◆ Requirements ◆
For each statement (a), (b) and (c), say yes or no to whether it agrees with the forum thread on dry beans below, and quote the thread's deciding words. (a) The thread suggests looking in the yellow pages under "Grain Elevators." (b) The thread says one pound of dry beans makes about 20 servings. (c) The thread says the 25 lb. bag of navy beans came from a grocery store.

◆ Document ◆
I too freeze them. Best tasting peas come from my garden.


----------



## suitcase_sally (Mar 20, 2006)

calliemoonbeam said:


> Sally, could you tell me more about this? How would I go about finding an elevator in my area to do this? I tried looking in the yellow pages, but apparently am not looking for the right thing, lol.


Try looking in the yellow pages under "Grain Elevators".

I don't think Oklahoma is a big bean producing state like Michigan is. The farmers here are harvesting corn, soybeans and dry beans right now. If your state doesn't grow them on a large scale, you probably won't find them at the elevator.

100 lbs??? My Lord!! Do you know how many beans that is? It only takes about 1/4 - 1/3 cup of dry beans to make a serving. One lb. is about 2 1/2 cups, so 1 lb. will be enough for 8-10 servings - 100 lbs. will make 800-1000 servings. They don't last more than about 2 years. They get hard as rocks and no amount of boiling will soften them. Best to can them is you have a large amount. Use about 1 1/3 - 1 1/2 cups/quart. 100 lbs. will be about 160 quarts, or 325 pints....a gallon jar holds about 6 1/2 - 7 lbs. of dry beans.


----------



## lonelyfarmgirl (Feb 6, 2005)

why would dry beans not last more than 2 years? It is my understanding, if stored properly they will keep forever, like wheat and rice, hence good prep food.
I've eaten dry beans that were in my cabinet for more than 2 years and they were fine. Am I missing something?


----------



## SquashNut (Sep 25, 2005)

edible pod snow peas here too.


----------



## suitcase_sally (Mar 20, 2006)

lonelyfarmgirl said:


> why would dry beans not last more than 2 years? It is my understanding, if stored properly they will keep forever, like wheat and rice, hence good prep food.
> I've eaten dry beans that were in my cabinet for more than 2 years and they were fine. Am I missing something?


Years ago, when I was single, I bought a 25 lb. bag of navy beans from the local elevator. The guy told me that they will continue to dry and harden untill they become hard as rocks. He was right.

Maybe vacuum sealing would help.

Check the bean council...

http://www.usdrybeans.com/recipes/recipe-facts/

Tasty recipes:

http://www.michiganbean.org/recipes/


----------



## calliemoonbeam (Aug 7, 2007)

◆ Data section ◆
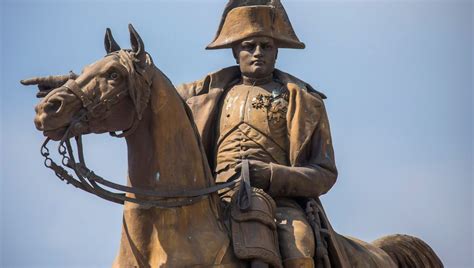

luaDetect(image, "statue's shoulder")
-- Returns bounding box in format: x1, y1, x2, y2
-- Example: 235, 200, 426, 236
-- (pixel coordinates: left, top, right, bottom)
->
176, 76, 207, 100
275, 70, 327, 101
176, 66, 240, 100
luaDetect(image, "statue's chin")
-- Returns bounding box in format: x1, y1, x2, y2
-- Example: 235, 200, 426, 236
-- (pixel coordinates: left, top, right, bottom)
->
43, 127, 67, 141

---

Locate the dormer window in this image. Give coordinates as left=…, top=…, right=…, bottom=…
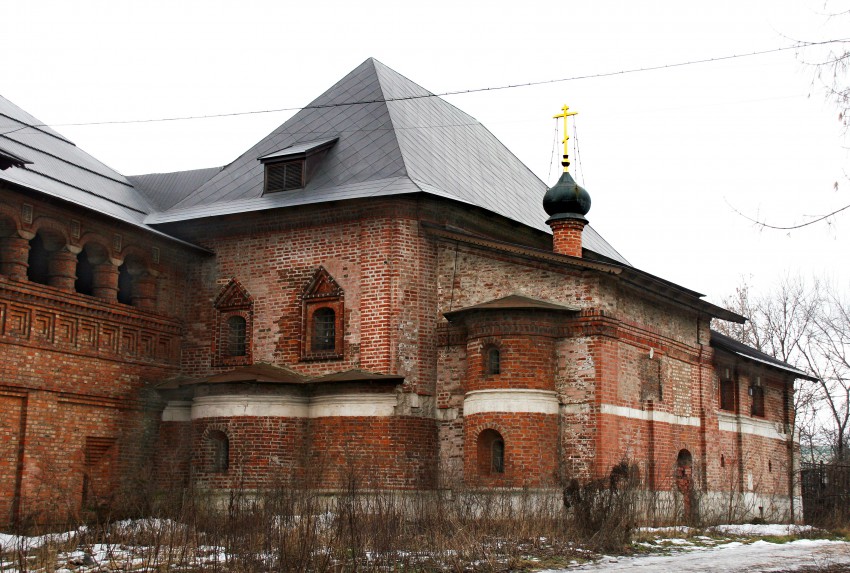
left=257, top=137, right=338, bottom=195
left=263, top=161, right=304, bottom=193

◆ Written solution ◆
(a) Yes: "Try looking in the yellow pages under "Grain Elevators"."
(b) No: "1 lb. will be enough for 8-10 servings"
(c) No: "I bought a 25 lb. bag of navy beans from the local elevator."